## Source passage
··········
I already forwarded your patch to [email protected]. 
No one seems to have picked it up till now.

This seems to be -stable material since it's a clear cut bug with bad
consequences. 

Chris Wright - is the below patch acceptable for -stable?

If no one else cares, there is always Andrew Morton and -mm ! :)

Parag



----------------------  Forwarded Message:  ---------------------
From:    Christian Krause <[email protected]>
To:      [email protected]
Subject: bug in handling of highspeed usb HID devices
Date:    Wed, 12 Oct 2005 19:56:16 +0000

Hi folks,

During the development of an USB device I found a bug in the handling of
Highspeed HID devices in the kernel.

What happened?

Highspeed HID devices are correctly recognized and enumerated by the
kernel. But even if usbhid kernel module is loaded, no HID reports are
received by the kernel.

The output of the hardware USB analyzer told me that the host doesn't
even poll for interrupt IN transfers (even the "interrupt in" USB
transfer are polled by the host).


After some debugging in hid-core.c I've found the reason.
··········
## Stored data
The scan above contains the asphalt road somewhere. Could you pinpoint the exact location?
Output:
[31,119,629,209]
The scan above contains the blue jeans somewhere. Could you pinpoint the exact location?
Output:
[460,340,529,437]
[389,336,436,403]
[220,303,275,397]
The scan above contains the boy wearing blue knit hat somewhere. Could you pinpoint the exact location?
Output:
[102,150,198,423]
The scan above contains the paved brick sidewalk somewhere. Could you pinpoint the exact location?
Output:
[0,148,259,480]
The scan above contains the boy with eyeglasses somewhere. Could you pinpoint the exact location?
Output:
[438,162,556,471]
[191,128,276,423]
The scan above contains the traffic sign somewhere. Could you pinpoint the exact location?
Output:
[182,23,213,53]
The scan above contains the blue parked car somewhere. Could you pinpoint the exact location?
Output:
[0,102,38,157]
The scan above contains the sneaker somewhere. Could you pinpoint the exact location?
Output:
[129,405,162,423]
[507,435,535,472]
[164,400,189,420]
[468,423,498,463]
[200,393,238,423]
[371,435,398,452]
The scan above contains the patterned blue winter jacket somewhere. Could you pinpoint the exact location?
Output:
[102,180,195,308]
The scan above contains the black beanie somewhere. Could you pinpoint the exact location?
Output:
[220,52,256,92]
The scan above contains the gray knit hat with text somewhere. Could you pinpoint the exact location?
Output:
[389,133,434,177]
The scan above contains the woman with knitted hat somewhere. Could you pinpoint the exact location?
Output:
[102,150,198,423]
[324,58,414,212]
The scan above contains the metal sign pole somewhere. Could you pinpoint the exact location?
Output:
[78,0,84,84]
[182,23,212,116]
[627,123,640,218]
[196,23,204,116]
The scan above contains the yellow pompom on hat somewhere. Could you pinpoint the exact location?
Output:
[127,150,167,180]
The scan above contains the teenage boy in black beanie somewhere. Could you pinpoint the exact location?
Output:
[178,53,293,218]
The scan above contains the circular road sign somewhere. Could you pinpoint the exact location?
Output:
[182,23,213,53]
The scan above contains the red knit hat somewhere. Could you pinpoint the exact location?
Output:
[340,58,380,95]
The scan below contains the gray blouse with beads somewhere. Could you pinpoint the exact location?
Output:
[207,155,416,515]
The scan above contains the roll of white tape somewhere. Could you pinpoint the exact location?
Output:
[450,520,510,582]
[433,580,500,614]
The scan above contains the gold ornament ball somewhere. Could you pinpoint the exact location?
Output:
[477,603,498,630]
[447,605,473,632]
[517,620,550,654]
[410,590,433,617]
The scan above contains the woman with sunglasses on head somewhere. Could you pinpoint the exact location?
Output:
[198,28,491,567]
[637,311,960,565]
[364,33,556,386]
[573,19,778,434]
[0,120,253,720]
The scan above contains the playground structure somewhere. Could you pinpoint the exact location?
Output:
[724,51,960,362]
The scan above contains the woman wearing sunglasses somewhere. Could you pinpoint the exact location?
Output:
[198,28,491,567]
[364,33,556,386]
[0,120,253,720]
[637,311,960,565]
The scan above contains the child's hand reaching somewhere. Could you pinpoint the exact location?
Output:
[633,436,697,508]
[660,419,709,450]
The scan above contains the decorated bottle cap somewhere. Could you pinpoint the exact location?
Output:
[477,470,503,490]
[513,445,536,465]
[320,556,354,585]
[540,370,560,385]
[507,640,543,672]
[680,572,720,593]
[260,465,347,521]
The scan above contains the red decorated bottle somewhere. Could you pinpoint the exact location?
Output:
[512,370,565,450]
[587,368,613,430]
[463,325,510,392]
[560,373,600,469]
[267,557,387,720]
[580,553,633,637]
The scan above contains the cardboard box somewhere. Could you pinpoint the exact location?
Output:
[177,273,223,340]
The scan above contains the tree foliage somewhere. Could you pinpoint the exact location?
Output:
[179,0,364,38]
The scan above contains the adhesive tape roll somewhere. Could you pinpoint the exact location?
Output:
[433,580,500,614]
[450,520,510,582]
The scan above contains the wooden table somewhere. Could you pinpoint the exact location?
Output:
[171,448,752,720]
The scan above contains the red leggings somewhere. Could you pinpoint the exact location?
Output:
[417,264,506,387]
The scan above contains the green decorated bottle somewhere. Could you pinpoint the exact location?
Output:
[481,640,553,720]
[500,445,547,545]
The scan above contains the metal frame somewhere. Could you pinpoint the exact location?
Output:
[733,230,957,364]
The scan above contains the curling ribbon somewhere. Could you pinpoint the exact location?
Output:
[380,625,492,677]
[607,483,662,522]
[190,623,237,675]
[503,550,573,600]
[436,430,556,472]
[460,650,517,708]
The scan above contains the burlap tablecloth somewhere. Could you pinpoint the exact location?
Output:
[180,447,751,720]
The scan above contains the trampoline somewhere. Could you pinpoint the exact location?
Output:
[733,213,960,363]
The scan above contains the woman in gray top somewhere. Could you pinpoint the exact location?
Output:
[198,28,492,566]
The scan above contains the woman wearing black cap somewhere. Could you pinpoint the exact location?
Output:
··········
## Do this
Please say whether each statement agrees with the USB bug email, answering yes or no and quoting the words of the email that decide it. (a) Someone has already picked up the forwarded patch. (b) The kernel recognizes and enumerates Highspeed HID devices. (c) The hardware USB analyzer showed the host polling for interrupt IN transfers. The records have no connection to the text.

## The output
(a) No: "No one seems to have picked it up till now."
(b) Yes: "Highspeed HID devices are correctly recognized and enumerated by the kernel."
(c) No: "the host doesn't even poll for interrupt IN transfers"